- _WORK TO COMPLETE_: Pull out each line in the items below that contains the string "query", with case counting toward a match.

Data records
● ● ● ● ●
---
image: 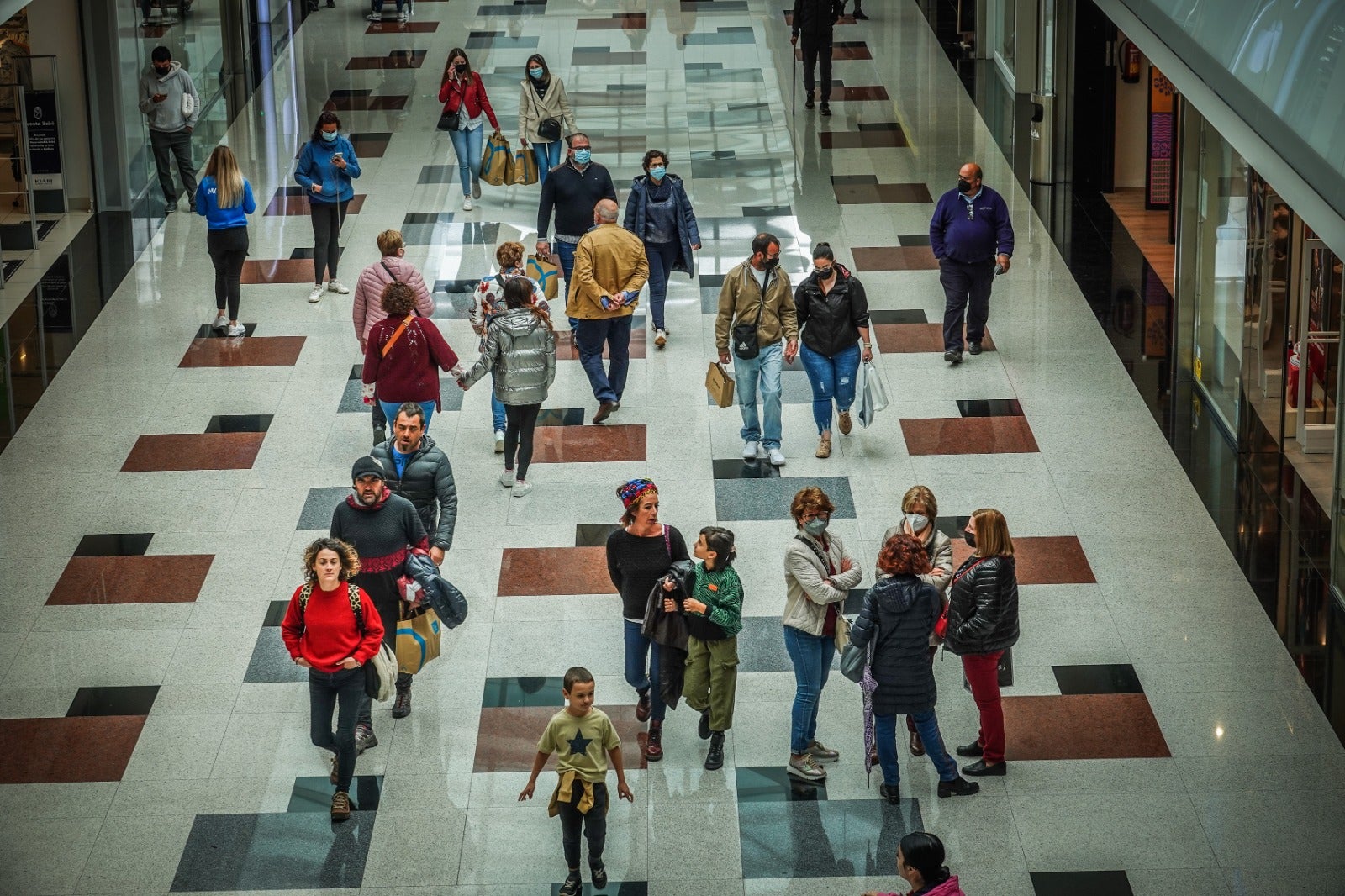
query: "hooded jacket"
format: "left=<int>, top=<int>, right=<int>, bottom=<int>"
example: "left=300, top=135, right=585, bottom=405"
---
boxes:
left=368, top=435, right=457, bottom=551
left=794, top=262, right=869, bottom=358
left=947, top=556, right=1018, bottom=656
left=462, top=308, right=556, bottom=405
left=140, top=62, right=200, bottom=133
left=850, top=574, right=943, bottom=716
● ● ● ● ●
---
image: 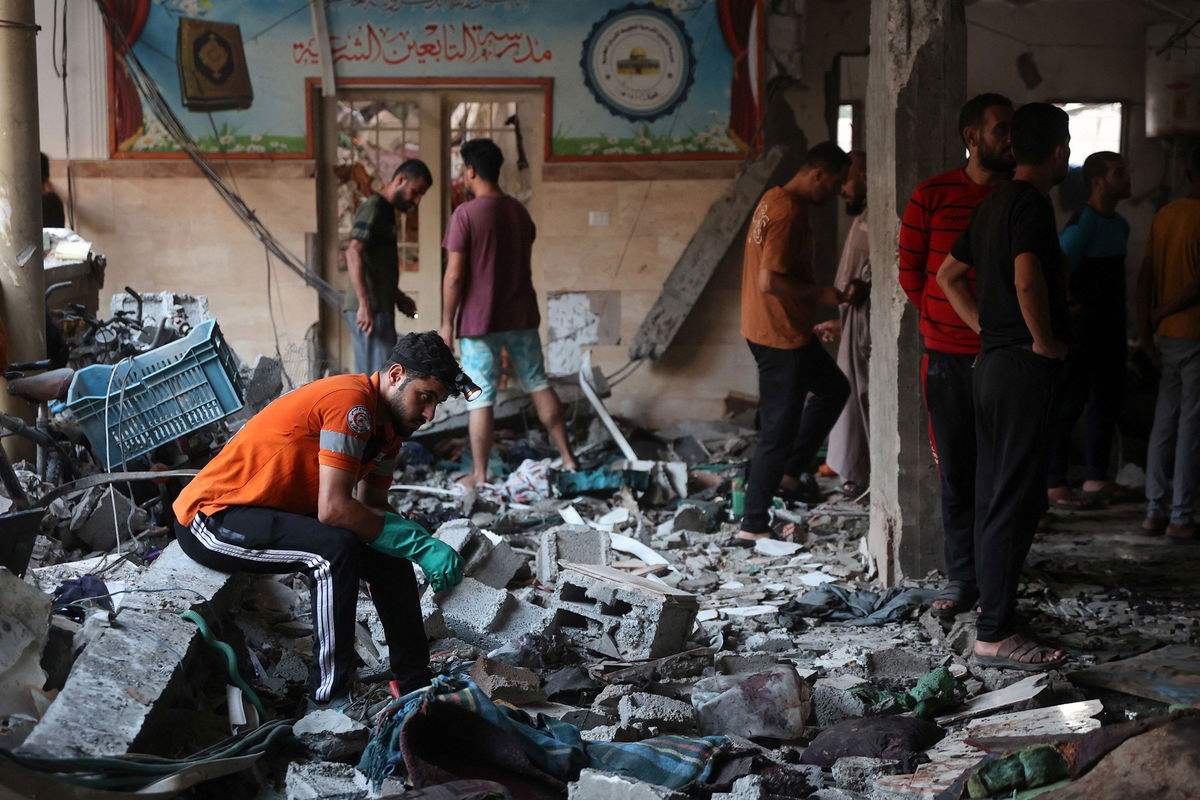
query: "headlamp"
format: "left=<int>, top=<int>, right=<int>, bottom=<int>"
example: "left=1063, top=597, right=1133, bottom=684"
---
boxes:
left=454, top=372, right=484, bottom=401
● ● ● ● ●
- _TASK RESULT_:
query: "hooded jacket"
query: "headlamp"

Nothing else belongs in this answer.